• _ROWS_:
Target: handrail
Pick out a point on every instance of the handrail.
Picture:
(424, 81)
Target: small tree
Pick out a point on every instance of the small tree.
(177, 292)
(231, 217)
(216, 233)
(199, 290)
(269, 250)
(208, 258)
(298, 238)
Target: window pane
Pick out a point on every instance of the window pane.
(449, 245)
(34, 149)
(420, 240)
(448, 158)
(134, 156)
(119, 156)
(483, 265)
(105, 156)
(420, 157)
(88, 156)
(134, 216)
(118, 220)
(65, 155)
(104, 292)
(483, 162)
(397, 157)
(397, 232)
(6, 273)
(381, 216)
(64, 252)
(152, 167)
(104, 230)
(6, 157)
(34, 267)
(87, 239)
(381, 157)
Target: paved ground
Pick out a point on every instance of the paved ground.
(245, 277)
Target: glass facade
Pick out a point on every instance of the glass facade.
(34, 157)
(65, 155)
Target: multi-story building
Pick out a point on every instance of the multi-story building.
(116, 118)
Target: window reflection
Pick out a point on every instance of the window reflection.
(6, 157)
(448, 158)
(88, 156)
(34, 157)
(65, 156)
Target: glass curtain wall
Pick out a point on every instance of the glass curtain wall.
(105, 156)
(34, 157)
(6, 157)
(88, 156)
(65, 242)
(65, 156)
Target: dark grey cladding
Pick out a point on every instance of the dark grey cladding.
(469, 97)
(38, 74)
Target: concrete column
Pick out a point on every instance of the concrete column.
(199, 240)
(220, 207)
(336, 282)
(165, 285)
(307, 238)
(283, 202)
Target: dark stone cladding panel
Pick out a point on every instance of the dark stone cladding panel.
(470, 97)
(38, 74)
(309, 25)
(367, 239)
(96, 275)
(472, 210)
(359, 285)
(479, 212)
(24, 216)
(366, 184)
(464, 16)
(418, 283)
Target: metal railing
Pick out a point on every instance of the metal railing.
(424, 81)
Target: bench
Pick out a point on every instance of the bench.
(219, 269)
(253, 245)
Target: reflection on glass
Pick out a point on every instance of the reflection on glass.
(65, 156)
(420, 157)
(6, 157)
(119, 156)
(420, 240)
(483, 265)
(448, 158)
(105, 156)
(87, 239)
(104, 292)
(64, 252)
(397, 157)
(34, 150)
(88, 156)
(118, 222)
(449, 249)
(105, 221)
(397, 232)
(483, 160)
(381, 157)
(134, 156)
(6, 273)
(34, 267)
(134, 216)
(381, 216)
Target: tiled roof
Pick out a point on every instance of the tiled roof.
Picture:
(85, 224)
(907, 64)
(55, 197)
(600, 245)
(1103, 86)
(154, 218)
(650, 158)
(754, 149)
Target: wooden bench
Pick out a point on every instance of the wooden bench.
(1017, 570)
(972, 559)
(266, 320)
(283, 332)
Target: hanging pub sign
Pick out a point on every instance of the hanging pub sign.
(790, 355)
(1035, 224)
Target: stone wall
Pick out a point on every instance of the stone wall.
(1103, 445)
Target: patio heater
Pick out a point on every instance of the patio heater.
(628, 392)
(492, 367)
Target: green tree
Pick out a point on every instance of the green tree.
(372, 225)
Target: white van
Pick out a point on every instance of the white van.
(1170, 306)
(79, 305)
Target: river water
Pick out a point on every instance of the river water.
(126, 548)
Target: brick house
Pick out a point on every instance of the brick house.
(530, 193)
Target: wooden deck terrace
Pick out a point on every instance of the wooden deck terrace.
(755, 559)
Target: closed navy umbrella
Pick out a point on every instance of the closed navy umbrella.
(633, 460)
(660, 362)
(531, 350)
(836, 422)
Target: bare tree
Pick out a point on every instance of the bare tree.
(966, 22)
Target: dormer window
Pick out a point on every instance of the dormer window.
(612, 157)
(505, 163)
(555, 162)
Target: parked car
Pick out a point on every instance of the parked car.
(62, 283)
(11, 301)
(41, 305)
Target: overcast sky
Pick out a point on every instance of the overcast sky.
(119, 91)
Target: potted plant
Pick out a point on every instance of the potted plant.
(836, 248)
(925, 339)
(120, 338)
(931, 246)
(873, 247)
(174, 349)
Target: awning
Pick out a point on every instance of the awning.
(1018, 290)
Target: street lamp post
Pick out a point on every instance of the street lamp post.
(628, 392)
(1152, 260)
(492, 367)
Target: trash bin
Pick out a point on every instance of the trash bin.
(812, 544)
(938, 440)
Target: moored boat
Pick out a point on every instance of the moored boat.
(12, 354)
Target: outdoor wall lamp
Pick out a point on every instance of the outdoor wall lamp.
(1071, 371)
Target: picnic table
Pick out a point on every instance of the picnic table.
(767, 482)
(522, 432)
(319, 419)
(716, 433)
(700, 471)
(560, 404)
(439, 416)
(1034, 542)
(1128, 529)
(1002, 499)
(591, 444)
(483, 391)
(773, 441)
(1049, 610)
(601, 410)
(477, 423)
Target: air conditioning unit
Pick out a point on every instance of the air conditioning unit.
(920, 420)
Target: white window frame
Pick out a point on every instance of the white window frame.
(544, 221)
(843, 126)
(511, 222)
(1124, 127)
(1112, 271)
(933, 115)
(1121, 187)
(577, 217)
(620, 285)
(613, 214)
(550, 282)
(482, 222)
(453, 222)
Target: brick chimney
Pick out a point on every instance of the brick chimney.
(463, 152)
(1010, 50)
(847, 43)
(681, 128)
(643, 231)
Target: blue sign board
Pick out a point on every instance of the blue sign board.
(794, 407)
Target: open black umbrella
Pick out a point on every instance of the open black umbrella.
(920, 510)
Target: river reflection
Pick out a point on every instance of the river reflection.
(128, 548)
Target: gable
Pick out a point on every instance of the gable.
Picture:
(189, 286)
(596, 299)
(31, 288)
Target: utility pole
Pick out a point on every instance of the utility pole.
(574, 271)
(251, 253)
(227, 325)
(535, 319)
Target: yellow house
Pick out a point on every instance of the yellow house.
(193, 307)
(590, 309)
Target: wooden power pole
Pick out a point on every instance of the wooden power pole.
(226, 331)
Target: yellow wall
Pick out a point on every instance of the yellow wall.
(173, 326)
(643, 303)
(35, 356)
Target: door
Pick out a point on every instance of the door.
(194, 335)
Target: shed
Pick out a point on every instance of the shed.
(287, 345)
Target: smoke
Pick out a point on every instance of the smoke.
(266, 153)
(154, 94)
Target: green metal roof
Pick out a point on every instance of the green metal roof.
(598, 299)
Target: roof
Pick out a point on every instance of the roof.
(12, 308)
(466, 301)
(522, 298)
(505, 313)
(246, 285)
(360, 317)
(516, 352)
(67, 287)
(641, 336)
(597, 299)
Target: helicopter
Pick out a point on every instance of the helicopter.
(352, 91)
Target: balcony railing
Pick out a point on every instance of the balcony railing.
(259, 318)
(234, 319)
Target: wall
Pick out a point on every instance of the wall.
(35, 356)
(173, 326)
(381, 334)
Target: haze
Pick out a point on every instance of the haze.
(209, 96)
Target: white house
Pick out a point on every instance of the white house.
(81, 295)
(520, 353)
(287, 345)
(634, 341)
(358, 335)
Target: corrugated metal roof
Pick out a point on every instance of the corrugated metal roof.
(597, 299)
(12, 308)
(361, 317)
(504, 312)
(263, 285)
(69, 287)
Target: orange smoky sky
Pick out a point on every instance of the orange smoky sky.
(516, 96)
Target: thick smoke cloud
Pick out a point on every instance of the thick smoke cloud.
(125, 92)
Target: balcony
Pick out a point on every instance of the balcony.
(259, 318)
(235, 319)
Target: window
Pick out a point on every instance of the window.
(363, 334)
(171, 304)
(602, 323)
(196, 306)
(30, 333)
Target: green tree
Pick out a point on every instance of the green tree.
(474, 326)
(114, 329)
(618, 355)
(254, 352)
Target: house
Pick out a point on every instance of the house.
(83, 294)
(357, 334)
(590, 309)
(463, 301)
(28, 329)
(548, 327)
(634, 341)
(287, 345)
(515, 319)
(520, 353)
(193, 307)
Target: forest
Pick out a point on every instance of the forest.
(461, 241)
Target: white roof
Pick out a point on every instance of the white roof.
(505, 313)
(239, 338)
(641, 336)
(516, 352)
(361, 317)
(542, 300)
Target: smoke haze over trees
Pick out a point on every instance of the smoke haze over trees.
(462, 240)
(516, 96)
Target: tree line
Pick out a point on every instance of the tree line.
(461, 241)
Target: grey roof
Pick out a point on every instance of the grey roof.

• _TASK DETAILS_:
Repeat exactly the lines from the line containing "Target: thick smoke cloud" through the last line of the records above, including both, and nothing else.

• _OUTPUT_:
Target: thick smoke cloud
Pick out a point on every instance of the thick smoke cloud.
(125, 92)
Target: balcony
Pick out a point on every instance of the balcony.
(259, 318)
(235, 319)
Target: window
Pick out a point on every instance of the window.
(363, 334)
(171, 304)
(602, 323)
(196, 306)
(30, 333)
Target: green tree
Pick out a point on every instance of the green tree.
(474, 326)
(114, 329)
(618, 355)
(254, 352)
Target: house
Pick out a point on every instance of the house.
(83, 294)
(357, 334)
(590, 309)
(463, 301)
(28, 329)
(548, 327)
(634, 341)
(287, 345)
(515, 319)
(520, 353)
(193, 307)
Target: forest
Pick out a point on every instance of the forest.
(461, 241)
Target: white roof
Pick out a point on every instance of the white roof.
(505, 313)
(239, 338)
(641, 336)
(516, 352)
(361, 317)
(542, 300)
Target: smoke haze over trees
Pick out a point on every instance of the smoke haze over trees.
(462, 240)
(516, 96)
Target: tree line
Pick out a point on every instance of the tree line.
(461, 241)
Target: grey roof
Pick out a point on every instance of the grey roof.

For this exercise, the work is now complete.